WHAT YOU NEED TO DO
Rewrite all the records with "mark a point on" changed to "place a dot on" and nothing else altered.

Records
-- start --

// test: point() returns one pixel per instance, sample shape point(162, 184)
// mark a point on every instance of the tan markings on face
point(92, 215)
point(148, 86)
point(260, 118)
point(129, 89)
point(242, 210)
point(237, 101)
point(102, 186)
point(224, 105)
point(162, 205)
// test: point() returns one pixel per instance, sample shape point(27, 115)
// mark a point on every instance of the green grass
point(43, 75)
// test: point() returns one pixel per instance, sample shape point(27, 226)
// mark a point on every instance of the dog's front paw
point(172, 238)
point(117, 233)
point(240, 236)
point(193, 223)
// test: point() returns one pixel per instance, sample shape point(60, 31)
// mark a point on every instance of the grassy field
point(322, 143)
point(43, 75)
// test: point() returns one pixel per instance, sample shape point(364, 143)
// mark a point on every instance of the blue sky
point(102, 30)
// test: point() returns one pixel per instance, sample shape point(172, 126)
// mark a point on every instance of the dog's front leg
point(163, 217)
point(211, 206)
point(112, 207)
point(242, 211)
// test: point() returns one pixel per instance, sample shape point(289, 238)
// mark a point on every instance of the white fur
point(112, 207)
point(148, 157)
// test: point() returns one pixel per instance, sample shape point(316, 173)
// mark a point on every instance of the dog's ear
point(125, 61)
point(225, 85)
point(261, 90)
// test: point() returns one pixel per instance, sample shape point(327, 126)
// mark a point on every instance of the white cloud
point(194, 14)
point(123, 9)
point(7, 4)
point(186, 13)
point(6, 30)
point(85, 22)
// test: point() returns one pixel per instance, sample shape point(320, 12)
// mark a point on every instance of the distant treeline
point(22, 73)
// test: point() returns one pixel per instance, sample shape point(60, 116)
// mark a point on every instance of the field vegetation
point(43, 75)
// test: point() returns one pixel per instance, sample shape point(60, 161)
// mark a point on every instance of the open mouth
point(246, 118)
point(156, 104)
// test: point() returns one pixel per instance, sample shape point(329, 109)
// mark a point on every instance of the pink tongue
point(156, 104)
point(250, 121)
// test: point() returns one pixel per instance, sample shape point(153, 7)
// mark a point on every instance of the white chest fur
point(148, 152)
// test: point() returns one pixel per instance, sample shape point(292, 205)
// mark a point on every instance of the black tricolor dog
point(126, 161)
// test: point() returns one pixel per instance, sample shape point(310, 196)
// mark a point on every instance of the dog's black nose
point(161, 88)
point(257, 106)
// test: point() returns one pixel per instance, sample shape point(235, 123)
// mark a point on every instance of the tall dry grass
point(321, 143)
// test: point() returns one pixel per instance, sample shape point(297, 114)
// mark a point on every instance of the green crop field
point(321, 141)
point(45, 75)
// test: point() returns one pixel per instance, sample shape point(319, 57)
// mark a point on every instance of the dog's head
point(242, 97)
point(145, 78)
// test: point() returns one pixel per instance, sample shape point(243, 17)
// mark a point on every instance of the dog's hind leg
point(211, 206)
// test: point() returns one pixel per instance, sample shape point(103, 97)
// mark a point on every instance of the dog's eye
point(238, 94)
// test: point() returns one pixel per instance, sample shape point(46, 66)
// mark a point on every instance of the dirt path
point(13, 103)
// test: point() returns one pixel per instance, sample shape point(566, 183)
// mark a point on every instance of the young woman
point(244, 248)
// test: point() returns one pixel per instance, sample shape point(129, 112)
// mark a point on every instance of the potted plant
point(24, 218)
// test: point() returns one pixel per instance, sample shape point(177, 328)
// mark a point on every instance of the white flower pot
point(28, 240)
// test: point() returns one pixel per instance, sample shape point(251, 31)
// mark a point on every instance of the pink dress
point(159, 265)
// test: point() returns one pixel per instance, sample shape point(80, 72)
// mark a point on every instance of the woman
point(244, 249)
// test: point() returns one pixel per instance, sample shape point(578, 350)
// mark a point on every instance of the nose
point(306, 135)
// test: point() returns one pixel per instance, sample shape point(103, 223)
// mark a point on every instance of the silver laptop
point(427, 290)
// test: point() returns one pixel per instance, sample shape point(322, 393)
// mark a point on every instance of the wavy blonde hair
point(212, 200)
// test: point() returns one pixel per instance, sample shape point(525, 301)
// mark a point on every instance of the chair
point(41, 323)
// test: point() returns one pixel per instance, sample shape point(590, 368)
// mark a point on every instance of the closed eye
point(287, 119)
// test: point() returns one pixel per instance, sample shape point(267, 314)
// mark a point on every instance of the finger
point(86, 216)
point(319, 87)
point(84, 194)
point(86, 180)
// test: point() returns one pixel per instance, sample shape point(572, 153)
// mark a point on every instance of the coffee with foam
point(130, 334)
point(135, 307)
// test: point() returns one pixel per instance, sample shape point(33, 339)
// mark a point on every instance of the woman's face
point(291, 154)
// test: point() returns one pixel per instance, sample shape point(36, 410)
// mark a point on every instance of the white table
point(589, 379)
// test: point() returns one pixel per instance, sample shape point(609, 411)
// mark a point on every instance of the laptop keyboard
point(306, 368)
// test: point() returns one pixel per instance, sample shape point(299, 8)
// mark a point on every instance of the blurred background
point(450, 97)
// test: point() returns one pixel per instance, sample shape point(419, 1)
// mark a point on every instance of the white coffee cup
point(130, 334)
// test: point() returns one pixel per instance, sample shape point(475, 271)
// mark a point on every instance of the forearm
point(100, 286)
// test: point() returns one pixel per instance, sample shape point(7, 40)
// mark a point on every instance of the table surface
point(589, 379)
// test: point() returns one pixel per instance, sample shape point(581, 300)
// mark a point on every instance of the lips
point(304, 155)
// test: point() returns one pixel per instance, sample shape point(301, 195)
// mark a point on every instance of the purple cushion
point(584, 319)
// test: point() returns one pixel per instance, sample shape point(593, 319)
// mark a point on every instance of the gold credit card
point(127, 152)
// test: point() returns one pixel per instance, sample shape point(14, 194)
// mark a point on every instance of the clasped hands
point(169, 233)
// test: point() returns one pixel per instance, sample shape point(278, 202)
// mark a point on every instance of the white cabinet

-- end --

FINAL RESULT
// test: point() returns one pixel per instance, sample shape point(162, 184)
// place a dot on every instance of the tan markings on face
point(92, 215)
point(148, 86)
point(260, 118)
point(129, 89)
point(242, 210)
point(237, 101)
point(102, 186)
point(224, 105)
point(162, 205)
// test: point() returns one pixel per instance, sample shape point(27, 115)
// place a dot on every instance of the green grass
point(43, 75)
// test: point() returns one pixel per instance, sample shape point(27, 226)
// place a dot on every instance of the dog's front paw
point(172, 238)
point(117, 233)
point(240, 236)
point(193, 223)
// test: point() returns one pixel per instance, sample shape point(60, 31)
// place a dot on every instance of the grassy field
point(322, 143)
point(43, 75)
// test: point() returns one pixel per instance, sample shape point(364, 143)
// place a dot on every instance of the blue sky
point(102, 30)
// test: point() returns one pixel per instance, sample shape point(172, 126)
// place a dot on every instance of the dog's front leg
point(163, 217)
point(211, 206)
point(112, 207)
point(242, 211)
// test: point() returns one pixel per instance, sample shape point(289, 238)
// place a dot on every instance of the white fur
point(112, 207)
point(148, 157)
// test: point() returns one pixel per instance, sample shape point(316, 173)
// place a dot on every instance of the dog's ear
point(125, 61)
point(225, 85)
point(261, 90)
// test: point() returns one pixel per instance, sample shape point(327, 126)
// place a dot on every instance of the white cloud
point(194, 14)
point(123, 9)
point(7, 4)
point(186, 13)
point(6, 30)
point(85, 22)
// test: point() returns one pixel per instance, sample shape point(320, 12)
// place a dot on every instance of the distant treeline
point(22, 73)
// test: point() returns one pixel per instance, sample shape point(60, 116)
// place a dot on every instance of the field vegetation
point(43, 75)
// test: point() returns one pixel per instance, sample shape point(60, 161)
// place a dot on every instance of the open mouth
point(246, 118)
point(156, 104)
// test: point() returns one pixel per instance, sample shape point(329, 109)
// place a dot on every instance of the pink tongue
point(156, 104)
point(250, 121)
// test: point() returns one pixel per instance, sample shape point(153, 7)
// place a dot on every instance of the white chest fur
point(148, 152)
// test: point() returns one pixel per instance, sample shape point(292, 205)
// place a dot on every instance of the black tricolor dog
point(126, 161)
// test: point() returns one pixel per instance, sample shape point(310, 196)
// place a dot on every instance of the dog's black nose
point(161, 88)
point(257, 106)
// test: point() returns one pixel per instance, sample shape point(235, 123)
// place a dot on every instance of the tall dry grass
point(321, 143)
// test: point() returns one pixel per instance, sample shape point(297, 114)
// place a dot on every instance of the green crop field
point(321, 141)
point(45, 75)
// test: point() returns one pixel per instance, sample shape point(319, 57)
// place a dot on every instance of the dog's head
point(242, 97)
point(145, 78)
// test: point() returns one pixel per instance, sample shape point(243, 17)
// place a dot on every instance of the dog's hind leg
point(211, 206)
// test: point() returns one pixel per instance, sample shape point(103, 97)
// place a dot on every instance of the dog's eye
point(238, 94)
// test: point() returns one pixel per instance, sample shape point(46, 66)
// place a dot on every instance of the dirt path
point(13, 103)
// test: point() returns one pixel per instance, sample shape point(566, 183)
// place a dot on every instance of the young woman
point(244, 248)
// test: point() returns one pixel per instance, sample shape point(129, 112)
// place a dot on every instance of the potted plant
point(24, 218)
// test: point() returns one pixel per instance, sample shape point(177, 328)
// place a dot on every instance of the white flower pot
point(28, 240)
// test: point() returns one pixel per instance, sample shape point(251, 31)
// place a dot on every instance of the pink dress
point(159, 265)
// test: point() returns one pixel per instance, sample shape point(80, 72)
// place a dot on every instance of the woman
point(244, 249)
// test: point() returns one pixel per instance, sample shape point(578, 350)
// place a dot on every instance of the nose
point(306, 135)
// test: point() returns one pixel per instance, sample shape point(103, 223)
// place a dot on every instance of the silver laptop
point(427, 290)
// test: point() returns one pixel per instance, sample shape point(322, 393)
// place a dot on every instance of the wavy blonde hair
point(212, 200)
// test: point() returns one pixel per instance, sample shape point(525, 301)
// place a dot on every instance of the chair
point(41, 323)
// test: point() returns one pixel per instance, sample shape point(590, 368)
// place a dot on every instance of the closed eye
point(287, 119)
// test: point() returns one pixel per instance, sample shape point(267, 314)
// place a dot on every instance of the finger
point(86, 216)
point(319, 87)
point(84, 194)
point(86, 180)
// test: point() returns one pixel per instance, sample shape point(572, 153)
// place a dot on every instance of the coffee with foam
point(130, 334)
point(135, 307)
// test: point() returns one pixel per instance, sample shape point(33, 339)
// place a dot on every instance of the woman's face
point(291, 154)
// test: point() returns one pixel per instance, sample shape point(36, 410)
// place a dot on every instance of the white table
point(589, 379)
// test: point() returns one pixel per instance, sample shape point(609, 411)
// place a dot on every instance of the laptop keyboard
point(306, 368)
// test: point() returns one pixel per instance, sample shape point(299, 8)
// place a dot on every instance of the blurred background
point(450, 97)
// test: point() returns one pixel per instance, sample shape point(419, 1)
// place a dot on every instance of the white coffee cup
point(130, 334)
// test: point() returns one pixel per instance, sample shape point(475, 271)
// place a dot on every instance of the forearm
point(100, 286)
// test: point() returns one pixel per instance, sample shape point(7, 40)
// place a dot on every instance of the table surface
point(589, 379)
// test: point() returns one pixel per instance, sample shape point(581, 300)
// place a dot on every instance of the lips
point(304, 155)
// test: point() returns one pixel per instance, sample shape point(301, 195)
// place a dot on every instance of the purple cushion
point(584, 319)
// test: point() returns one pixel per instance, sample shape point(593, 319)
// place a dot on every instance of the gold credit card
point(127, 152)
// test: point() returns one pixel per instance, sample shape point(14, 194)
// place a dot on every instance of the clasped hands
point(169, 233)
// test: point() returns one pixel per instance, sample shape point(278, 202)
// place a dot on every instance of the white cabinet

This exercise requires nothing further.